Elina Ivanova and her family moved back to her hometown of Pernik in 2018 after living in Dusseldorf, Germany. Her kids were one and three at the time, and had spent most of their childhood abroad. Almost immediately after returning to Pernik, their health deteriorated. Image by Nikolay Doychinov. Bulgaria, 2021.

The year before Ivanova moved back to Bulgaria, the air quality in the town was regularly breaching European pollution limits, and the Republika plant was a prime reason.  

Coal is at an inflection point across the European Union. The bloc has stepped up its carbon emissions reduction target for 2030 to 55 percent below 1990 levels. But several Eastern European countries have been slow to embrace the need to phase out coal, the most polluting fuel, according to a European Council on Foreign Relations analysis. Poland, for example, still generates more than 70 percent of its electricity from coal.

Bulgaria, an EU member since 2007, relies on coal for about 40 percent of its electricity. Though its carbon emissions have declined by 44 percent since 1990, much of the drop came when the communist government and its inefficient industry collapsed—and because emigration and a low birth rate have given Bulgaria one of the world’s fastest declining populations. Even so, Bulgaria’s per capita carbon emissions are in the middle of the European pack and higher than France or Italy, although it is the poorest country in the EU.

■ ■ ■

Please copy out the excerpt about coal use and air pollution in Bulgaria word for word, in full.

[Point-per-instance localization data]
■ ■ ■

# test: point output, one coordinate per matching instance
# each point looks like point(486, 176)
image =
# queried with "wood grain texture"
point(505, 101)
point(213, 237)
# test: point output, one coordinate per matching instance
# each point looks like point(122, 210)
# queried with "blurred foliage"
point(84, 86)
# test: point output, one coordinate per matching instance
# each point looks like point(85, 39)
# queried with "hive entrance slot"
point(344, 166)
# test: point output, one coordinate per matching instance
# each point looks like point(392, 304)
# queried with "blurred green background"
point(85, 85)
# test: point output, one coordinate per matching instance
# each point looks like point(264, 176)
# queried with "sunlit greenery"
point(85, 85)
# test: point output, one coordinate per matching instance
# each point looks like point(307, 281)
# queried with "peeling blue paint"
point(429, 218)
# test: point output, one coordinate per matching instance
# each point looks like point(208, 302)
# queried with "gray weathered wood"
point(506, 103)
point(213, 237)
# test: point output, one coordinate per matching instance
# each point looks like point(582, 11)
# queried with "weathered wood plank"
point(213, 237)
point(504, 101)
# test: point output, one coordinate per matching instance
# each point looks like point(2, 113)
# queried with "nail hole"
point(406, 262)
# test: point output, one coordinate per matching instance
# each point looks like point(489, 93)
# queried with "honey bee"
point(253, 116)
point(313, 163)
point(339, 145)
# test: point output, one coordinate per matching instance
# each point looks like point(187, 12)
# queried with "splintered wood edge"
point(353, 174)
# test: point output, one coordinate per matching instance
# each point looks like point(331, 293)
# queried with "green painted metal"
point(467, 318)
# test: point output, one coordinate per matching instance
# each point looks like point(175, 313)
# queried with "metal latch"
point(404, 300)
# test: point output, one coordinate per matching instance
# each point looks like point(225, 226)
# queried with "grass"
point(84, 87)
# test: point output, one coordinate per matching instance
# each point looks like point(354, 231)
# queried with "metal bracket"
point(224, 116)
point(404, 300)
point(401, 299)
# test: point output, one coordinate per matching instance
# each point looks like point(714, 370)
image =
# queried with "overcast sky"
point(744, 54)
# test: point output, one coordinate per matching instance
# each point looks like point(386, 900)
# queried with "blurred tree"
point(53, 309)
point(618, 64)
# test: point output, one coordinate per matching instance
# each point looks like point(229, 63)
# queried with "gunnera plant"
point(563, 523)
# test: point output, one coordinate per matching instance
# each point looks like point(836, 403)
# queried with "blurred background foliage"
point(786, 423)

■ ■ ■

## Solution for this task
Elina Ivanova and her family moved back to her hometown of Pernik in 2018 after living in Dusseldorf, Germany. Her kids were one and three at the time, and had spent most of their childhood abroad. Almost immediately after returning to Pernik, their health deteriorated. Image by Nikolay Doychinov. Bulgaria, 2021.

The year before Ivanova moved back to Bulgaria, the air quality in the town was regularly breaching European pollution limits, and the Republika plant was a prime reason.  

Coal is at an inflection point across the European Union. The bloc has stepped up its carbon emissions reduction target for 2030 to 55 percent below 1990 levels. But several Eastern European countries have been slow to embrace the need to phase out coal, the most polluting fuel, according to a European Council on Foreign Relations analysis. Poland, for example, still generates more than 70 percent of its electricity from coal.

Bulgaria, an EU member since 2007, relies on coal for about 40 percent of its electricity. Though its carbon emissions have declined by 44 percent since 1990, much of the drop came when the communist government and its inefficient industry collapsed—and because emigration and a low birth rate have given Bulgaria one of the world’s fastest declining populations. Even so, Bulgaria’s per capita carbon emissions are in the middle of the European pack and higher than France or Italy, although it is the poorest country in the EU.